File spoon-archives/blanchot.archive/blanchot_1998/blanchot.9806, message 5


Date: Wed, 03 Jun 1998 08:29:22 -0400
Subject: RE: MB: again LRD


David Melling wrote:

> >
> I offer 2 points to clarify what is at stake for Blanchot in the use of
> the terms 'world' and 'thing' in order to clarify the recent discussion
> as to the relationship between LRD and Sartre.
> 
> It is certainly the case that Blanchot, after Heidegger, problematises
> the notion of essence with regard to the literary object. What is at
> stake in the work of art just as for Heidegger in 'The Origin of the
> Work of Art' is the thingness of the thing. In what respect does the
> work of art belong to the world? If we read world as the familiar
> contexture of things as they are revealed in terms of our concern with
> them, then, insofar as the work of art has been determined as that which
> escapes or exceeds the familiar, then the work of art precisely does not
> 'belong' to the world but steps beyond it. But the work of art does not
> step beyond the apparent world to the real one; rather, for Blanchot and
> Heidegger is the way in which the work of art breaks through the horizon
> of the familiar. Cf. Heidegger's discussion of reliability and the
> peasant shoes in 'The Origin of the Work of Art and Blanchot's of the
> image in "Two Versions of the Imaginary" in The Space of Literature. The
> outside to which the work of art attests and is in relation to by and
> through such attestation can be called the outside not because it
> somehow gives access to that which is beyond being, but because it gives
> onto being as such, i.e. over and above the manner in which it is veiled
> to us because of its ostensible 'familiarity.' In this sense Blanchot
> appeals to an ontic-ontological differentiation by, as is well known,
> appropriating Levinas's differentiation between existence in general -
> the il y a - and the existant. Literature is a thing insofar as the
> thingness of the thing cannot be determined exhausively as in its
> 'worldly' appearing to us - i.e. as the tool we deploy, as the standing-
> reserve we mobilise etc.. Literature is of the world insofar as it
> breaks through the parameters of the familiar understanding of being. It
> precisely opens up the question as to the 'essence' of the world and the
> 'essence' of the thing by and through its existence. Literature ATTESTS.

MATERIAL PROVIDED:
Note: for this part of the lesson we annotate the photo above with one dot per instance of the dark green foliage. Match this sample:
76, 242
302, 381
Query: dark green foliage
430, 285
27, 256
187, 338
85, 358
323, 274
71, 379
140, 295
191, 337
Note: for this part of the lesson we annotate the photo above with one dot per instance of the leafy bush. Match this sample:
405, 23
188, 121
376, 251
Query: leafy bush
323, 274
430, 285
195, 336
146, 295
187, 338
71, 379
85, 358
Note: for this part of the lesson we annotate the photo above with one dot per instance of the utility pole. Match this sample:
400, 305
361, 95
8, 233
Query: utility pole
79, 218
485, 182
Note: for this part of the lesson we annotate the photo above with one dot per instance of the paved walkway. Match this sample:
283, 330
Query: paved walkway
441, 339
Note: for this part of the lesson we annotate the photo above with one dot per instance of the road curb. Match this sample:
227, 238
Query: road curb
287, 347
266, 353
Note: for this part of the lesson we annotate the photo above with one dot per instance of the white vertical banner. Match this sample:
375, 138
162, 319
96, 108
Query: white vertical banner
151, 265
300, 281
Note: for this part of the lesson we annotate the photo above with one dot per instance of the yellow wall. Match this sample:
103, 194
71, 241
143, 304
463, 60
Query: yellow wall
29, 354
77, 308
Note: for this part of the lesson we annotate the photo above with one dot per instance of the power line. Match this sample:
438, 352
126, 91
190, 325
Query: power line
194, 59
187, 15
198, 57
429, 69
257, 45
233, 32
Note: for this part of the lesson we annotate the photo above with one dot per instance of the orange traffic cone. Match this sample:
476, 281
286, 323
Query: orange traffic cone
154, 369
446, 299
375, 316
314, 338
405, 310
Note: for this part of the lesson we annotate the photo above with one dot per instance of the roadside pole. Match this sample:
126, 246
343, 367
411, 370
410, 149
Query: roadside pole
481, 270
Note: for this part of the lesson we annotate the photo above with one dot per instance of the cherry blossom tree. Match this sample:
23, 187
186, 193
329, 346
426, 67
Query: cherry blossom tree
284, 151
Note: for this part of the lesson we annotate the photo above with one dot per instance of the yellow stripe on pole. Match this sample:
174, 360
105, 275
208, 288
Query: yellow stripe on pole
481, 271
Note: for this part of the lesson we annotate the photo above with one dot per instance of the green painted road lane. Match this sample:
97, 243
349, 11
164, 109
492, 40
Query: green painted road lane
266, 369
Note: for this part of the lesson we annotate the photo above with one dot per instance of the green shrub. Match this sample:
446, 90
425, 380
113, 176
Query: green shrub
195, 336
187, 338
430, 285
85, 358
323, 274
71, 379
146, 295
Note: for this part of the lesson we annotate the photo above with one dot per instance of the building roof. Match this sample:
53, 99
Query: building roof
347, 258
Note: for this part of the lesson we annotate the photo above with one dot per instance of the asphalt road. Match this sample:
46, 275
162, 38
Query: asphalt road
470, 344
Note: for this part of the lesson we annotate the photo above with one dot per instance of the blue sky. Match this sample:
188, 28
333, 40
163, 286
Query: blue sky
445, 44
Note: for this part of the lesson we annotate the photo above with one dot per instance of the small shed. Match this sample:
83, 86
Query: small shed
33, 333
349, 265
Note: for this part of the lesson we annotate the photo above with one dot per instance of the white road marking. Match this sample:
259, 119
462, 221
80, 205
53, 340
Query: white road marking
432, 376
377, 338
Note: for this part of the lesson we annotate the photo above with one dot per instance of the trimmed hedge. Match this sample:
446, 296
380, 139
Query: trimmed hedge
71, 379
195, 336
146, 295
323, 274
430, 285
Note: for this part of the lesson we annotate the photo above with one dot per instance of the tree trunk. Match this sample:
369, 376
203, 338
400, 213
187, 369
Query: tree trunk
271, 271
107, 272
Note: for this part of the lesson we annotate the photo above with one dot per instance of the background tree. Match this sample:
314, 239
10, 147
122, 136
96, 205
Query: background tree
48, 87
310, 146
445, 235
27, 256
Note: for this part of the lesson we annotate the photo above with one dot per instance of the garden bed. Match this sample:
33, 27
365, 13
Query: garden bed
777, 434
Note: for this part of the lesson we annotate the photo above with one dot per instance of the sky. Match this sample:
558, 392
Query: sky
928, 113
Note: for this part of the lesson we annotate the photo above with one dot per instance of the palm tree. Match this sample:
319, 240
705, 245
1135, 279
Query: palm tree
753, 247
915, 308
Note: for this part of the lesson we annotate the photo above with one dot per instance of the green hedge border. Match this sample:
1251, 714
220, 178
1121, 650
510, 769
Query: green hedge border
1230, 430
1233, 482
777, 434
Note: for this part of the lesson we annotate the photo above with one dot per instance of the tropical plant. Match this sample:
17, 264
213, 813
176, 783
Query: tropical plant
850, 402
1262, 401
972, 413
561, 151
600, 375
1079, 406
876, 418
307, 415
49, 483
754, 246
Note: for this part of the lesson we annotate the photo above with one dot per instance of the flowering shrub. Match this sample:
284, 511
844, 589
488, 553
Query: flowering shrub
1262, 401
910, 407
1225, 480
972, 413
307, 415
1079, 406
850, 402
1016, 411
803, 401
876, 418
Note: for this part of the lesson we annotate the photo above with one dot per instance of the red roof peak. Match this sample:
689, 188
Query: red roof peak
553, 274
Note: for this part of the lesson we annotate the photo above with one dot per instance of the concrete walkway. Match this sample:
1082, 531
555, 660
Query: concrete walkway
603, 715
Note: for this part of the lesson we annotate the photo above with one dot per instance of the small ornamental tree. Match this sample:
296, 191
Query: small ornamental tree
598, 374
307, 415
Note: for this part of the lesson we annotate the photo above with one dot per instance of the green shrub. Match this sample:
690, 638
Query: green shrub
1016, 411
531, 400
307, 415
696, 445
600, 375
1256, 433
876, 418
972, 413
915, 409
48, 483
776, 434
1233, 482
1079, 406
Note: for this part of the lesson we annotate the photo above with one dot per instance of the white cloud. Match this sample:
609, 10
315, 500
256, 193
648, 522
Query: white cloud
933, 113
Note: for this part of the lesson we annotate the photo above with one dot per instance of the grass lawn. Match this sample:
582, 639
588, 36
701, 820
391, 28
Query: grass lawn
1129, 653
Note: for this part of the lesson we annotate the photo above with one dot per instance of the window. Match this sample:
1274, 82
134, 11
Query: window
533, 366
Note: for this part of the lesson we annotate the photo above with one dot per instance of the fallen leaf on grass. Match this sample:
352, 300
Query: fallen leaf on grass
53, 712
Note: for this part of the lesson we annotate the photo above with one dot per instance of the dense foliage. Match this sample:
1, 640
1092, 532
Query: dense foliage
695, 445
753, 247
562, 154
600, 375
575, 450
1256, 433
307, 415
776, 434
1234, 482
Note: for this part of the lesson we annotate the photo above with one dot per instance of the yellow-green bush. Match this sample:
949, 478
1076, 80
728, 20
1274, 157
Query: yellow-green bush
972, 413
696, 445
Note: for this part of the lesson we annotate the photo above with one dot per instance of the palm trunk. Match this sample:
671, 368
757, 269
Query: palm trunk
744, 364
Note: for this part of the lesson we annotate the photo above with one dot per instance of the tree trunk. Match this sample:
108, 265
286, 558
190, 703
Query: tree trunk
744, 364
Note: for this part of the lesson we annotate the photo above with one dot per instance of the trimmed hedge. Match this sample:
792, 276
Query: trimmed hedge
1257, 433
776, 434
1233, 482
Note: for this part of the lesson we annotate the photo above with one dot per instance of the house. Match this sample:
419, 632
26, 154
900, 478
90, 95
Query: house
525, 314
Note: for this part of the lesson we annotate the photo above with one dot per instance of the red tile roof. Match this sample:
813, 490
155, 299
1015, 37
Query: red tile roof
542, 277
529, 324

JOB: Extend the mailing-list message on Blanchot, Heidegger and the thingness of the work of art, beginning right after its final sentence.

EXERCISE RESPONSE:
> This is why it is important to philosophy. Sartre forbids such an
> attestation by circumscribing the work of art within the parameters of
> what we have here called 'the world.'
> 

	And I'd offer just two comments here.  Though I agree with much of what you say
about Heidegger, I think that if you want to understand what Blanchot means by
'world' and 'thing' in LRD you'd do better to look at Hegal than Heidegger -- of
course giving a Heideggerian reading of Hegel's thoughts on 'world' and 'thing'
would be very interesting for a reading of Blanchot.
	Second, for Heidegger the work of art is not so much a thing as a site -- that
site where the world is thrust down into the earth and the earth juts up into
the world -- the site of the struggle of world and earth.  This site is itself
relative to a 'larger site' -- the open (das Offene) where being primordially
'opens up.'  This Open is, so to speak, for Heidegger the 'outside' of the work
(but is also the 'inside').  For Blanchot, it strikes me that the world is the
outside of the work; the work, language, must destroy the worldliness of of
things to open up that space of literature where, as if transposed, those things
repose not with the postivity/negativity of worldly things, but with the
neutrality of literature.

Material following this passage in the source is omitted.